* START Task material *

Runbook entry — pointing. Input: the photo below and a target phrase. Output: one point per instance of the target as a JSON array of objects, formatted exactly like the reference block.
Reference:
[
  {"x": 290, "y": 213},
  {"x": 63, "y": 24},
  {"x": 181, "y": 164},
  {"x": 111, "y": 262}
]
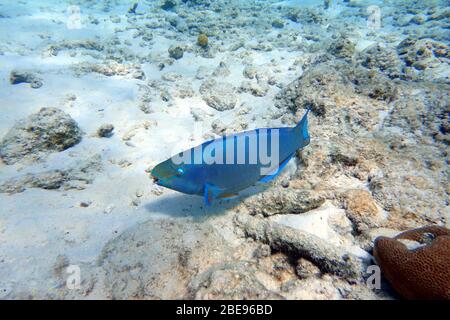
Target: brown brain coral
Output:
[{"x": 421, "y": 273}]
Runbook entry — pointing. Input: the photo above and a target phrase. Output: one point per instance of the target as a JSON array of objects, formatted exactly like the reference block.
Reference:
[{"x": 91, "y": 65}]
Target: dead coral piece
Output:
[
  {"x": 55, "y": 49},
  {"x": 422, "y": 273},
  {"x": 300, "y": 244},
  {"x": 361, "y": 209},
  {"x": 110, "y": 69},
  {"x": 230, "y": 281},
  {"x": 75, "y": 177},
  {"x": 48, "y": 130},
  {"x": 17, "y": 77},
  {"x": 279, "y": 200}
]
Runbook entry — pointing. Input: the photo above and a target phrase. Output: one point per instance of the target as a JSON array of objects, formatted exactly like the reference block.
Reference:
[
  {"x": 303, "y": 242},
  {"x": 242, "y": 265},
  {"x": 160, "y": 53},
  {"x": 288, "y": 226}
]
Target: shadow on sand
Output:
[{"x": 181, "y": 205}]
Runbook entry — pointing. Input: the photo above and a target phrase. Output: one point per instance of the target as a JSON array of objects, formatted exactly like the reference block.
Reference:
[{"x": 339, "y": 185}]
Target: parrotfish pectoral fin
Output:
[
  {"x": 302, "y": 128},
  {"x": 210, "y": 192},
  {"x": 228, "y": 196},
  {"x": 272, "y": 176}
]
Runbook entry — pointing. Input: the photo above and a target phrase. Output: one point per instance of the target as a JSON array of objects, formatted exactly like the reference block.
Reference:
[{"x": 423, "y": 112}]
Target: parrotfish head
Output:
[{"x": 179, "y": 177}]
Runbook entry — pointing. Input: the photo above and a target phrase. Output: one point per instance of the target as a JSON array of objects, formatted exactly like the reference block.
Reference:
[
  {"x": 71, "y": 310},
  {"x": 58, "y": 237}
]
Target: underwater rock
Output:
[
  {"x": 362, "y": 209},
  {"x": 279, "y": 200},
  {"x": 222, "y": 70},
  {"x": 297, "y": 243},
  {"x": 55, "y": 49},
  {"x": 74, "y": 177},
  {"x": 381, "y": 58},
  {"x": 202, "y": 73},
  {"x": 168, "y": 5},
  {"x": 421, "y": 273},
  {"x": 202, "y": 40},
  {"x": 428, "y": 58},
  {"x": 132, "y": 9},
  {"x": 105, "y": 131},
  {"x": 230, "y": 281},
  {"x": 342, "y": 48},
  {"x": 218, "y": 95},
  {"x": 109, "y": 69},
  {"x": 176, "y": 52},
  {"x": 253, "y": 88},
  {"x": 143, "y": 263},
  {"x": 278, "y": 24},
  {"x": 48, "y": 130},
  {"x": 17, "y": 77}
]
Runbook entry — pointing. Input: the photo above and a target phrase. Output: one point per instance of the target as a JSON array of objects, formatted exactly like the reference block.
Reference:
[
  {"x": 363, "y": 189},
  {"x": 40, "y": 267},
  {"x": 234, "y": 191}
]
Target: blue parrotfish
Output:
[{"x": 221, "y": 168}]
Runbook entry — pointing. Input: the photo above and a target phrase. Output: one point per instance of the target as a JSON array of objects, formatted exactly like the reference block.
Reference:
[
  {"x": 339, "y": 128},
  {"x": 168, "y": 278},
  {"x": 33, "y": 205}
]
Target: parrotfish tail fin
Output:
[{"x": 301, "y": 129}]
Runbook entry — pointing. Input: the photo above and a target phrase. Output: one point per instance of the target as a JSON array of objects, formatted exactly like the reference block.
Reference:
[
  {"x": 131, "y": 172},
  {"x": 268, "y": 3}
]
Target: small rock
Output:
[
  {"x": 176, "y": 52},
  {"x": 48, "y": 130},
  {"x": 105, "y": 131},
  {"x": 17, "y": 77}
]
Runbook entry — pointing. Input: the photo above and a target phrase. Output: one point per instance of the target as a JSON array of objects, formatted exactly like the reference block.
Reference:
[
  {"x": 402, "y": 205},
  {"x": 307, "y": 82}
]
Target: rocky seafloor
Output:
[{"x": 91, "y": 102}]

* END Task material *

■ **Objective**:
List every line in the items above that contains the string "parrotfish". Matching is case-sensitive.

■ **Written answer**:
Target: parrotfish pectoral fin
Target: parrotfish head
Target: blue parrotfish
Target: parrotfish tail fin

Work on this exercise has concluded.